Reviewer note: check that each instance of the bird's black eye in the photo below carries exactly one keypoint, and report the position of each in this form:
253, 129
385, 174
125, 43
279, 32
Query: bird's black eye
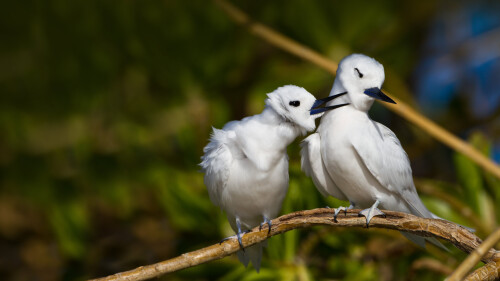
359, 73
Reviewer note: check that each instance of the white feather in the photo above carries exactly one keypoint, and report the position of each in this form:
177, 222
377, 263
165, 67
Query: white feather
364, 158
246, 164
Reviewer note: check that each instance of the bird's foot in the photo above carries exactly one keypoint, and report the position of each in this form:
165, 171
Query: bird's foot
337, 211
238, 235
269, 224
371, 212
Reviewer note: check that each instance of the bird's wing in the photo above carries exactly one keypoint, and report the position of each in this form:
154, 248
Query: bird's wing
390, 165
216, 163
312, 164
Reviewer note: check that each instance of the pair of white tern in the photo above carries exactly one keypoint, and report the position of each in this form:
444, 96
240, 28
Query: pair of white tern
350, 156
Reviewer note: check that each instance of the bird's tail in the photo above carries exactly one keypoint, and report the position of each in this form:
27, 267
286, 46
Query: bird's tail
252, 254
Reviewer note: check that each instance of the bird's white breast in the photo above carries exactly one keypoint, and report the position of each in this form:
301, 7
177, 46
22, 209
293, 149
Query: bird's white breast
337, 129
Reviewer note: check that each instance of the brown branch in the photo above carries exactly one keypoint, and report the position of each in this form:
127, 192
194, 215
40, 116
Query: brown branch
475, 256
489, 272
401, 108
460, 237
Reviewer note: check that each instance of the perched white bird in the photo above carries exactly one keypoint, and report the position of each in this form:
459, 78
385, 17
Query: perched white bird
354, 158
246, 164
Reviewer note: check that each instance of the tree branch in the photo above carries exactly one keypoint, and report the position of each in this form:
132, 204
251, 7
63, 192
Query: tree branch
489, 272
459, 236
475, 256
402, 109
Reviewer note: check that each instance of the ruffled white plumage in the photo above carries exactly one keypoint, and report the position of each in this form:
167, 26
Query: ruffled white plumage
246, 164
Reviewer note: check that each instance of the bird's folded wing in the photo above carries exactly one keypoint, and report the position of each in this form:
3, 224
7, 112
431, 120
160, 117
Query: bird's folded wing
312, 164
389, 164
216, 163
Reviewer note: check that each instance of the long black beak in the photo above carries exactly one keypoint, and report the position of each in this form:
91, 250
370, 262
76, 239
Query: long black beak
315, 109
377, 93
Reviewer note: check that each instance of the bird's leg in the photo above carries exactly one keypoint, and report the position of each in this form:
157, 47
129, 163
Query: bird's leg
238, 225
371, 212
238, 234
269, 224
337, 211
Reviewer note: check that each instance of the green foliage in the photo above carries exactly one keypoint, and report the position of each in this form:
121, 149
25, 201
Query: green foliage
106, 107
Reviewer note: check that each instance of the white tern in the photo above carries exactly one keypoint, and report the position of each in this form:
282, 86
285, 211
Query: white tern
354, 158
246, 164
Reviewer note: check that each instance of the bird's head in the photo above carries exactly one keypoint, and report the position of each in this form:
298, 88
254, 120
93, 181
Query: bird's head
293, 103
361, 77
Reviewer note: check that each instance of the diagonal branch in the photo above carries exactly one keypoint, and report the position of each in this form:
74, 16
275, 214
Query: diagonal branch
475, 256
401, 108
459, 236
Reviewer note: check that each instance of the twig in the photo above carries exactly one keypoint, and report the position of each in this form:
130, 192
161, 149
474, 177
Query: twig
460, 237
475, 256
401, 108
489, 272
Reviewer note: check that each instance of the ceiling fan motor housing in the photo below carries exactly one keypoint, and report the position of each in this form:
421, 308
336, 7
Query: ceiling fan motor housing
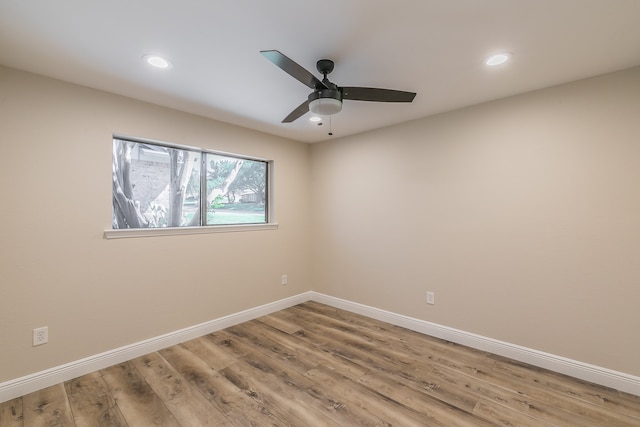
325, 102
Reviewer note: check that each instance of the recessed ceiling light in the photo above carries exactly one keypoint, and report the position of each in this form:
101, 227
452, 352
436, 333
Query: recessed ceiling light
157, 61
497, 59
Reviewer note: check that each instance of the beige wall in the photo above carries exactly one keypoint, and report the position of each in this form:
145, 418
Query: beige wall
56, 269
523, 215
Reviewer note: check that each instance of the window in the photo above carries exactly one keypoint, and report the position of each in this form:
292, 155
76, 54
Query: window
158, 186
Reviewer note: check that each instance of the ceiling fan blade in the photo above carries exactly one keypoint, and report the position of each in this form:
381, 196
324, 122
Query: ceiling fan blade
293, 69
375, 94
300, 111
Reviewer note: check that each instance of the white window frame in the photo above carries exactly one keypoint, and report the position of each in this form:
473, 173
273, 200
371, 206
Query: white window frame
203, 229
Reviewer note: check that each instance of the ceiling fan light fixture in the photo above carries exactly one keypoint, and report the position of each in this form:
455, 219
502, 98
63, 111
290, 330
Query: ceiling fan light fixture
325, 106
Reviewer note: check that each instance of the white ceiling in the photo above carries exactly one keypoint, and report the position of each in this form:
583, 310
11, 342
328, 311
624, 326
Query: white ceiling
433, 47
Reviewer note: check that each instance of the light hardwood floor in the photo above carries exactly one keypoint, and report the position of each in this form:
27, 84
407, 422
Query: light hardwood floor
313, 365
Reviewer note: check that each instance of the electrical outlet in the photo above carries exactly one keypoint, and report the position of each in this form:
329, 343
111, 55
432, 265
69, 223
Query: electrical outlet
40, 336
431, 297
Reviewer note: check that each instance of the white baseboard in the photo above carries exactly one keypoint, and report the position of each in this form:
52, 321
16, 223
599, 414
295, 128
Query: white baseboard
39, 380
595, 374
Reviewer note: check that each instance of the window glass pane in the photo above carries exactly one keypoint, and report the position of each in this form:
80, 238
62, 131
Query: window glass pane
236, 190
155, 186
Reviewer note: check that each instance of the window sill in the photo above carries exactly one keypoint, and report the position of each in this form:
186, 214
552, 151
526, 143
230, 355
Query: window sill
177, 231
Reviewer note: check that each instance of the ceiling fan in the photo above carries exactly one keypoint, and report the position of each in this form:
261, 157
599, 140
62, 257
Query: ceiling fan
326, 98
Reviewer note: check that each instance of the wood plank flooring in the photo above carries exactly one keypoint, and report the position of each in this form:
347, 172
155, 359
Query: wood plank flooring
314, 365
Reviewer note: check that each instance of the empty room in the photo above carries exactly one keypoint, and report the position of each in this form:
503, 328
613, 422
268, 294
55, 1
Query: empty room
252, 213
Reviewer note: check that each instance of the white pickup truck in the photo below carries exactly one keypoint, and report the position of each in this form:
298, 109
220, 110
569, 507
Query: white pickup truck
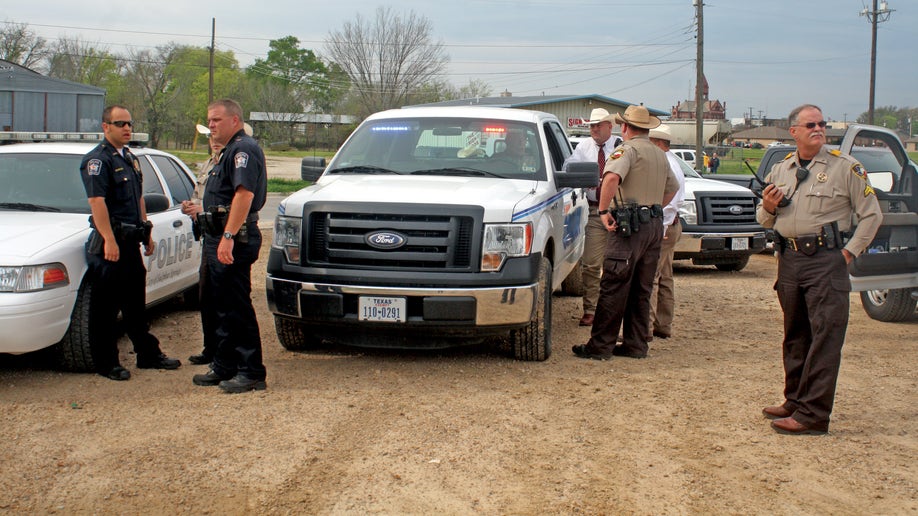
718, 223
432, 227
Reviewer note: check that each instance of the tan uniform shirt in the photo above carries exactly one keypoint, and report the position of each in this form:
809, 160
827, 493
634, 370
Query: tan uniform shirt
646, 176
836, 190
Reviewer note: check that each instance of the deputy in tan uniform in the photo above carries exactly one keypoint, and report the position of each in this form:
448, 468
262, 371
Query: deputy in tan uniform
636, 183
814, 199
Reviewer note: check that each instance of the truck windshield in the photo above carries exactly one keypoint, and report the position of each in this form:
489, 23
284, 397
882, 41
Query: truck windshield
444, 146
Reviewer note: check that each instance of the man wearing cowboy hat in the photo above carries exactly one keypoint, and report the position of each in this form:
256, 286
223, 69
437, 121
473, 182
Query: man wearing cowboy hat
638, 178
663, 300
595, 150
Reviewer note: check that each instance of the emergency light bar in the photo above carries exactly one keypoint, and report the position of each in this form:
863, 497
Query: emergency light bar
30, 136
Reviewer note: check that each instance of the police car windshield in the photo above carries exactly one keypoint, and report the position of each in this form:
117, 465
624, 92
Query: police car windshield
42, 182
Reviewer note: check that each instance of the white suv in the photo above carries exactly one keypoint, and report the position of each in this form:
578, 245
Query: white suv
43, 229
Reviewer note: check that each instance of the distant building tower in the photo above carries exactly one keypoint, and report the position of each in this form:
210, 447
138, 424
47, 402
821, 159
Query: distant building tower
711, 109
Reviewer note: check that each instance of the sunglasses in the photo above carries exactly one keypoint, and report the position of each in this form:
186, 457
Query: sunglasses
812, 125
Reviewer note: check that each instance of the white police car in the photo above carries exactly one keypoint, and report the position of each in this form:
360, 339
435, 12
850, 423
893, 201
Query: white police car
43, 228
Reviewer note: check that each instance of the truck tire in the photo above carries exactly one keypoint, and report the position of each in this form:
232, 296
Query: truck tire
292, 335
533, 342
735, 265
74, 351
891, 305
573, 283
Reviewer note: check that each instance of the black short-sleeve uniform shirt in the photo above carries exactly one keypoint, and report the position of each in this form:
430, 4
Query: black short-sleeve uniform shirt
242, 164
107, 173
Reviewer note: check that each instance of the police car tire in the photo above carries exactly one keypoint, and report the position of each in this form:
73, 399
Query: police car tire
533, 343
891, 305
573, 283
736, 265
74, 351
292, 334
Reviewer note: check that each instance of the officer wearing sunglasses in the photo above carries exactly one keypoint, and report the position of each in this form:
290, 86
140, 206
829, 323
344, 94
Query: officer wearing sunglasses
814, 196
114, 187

### INSTRUCTION
Quote, without any change, each line from the one that contains "Reviewer note: check that each instance of the truck tire" through the end of the material.

### EXERCISE ANSWER
Reviewer note: check that each instance of the truck tire in the photo above carries exactly one keypoint, and report the position of each in this form:
232, 296
Query: truck tire
292, 335
533, 342
735, 265
74, 351
891, 305
573, 283
Reviewer note: check that each instance of the black short-sleeve uniform shirt in the photo above carries exactly one keypoint, and report the position of each in this form:
430, 4
Query: black short-sleeve uniform shirt
242, 164
107, 173
Reviewer note: check that each instance of the police car tire in the photo above carries exactly one keypoint, and report the position of each in this form:
73, 399
Query: police car tire
533, 343
891, 305
573, 283
736, 265
74, 351
292, 334
Reviewer note: check that each instance of the officer wearing sunglasses in the photo above carries exactly one keypoint, and report the position of each in this form:
290, 86
140, 206
829, 323
344, 94
Query: officer wearing sunglasses
814, 196
114, 187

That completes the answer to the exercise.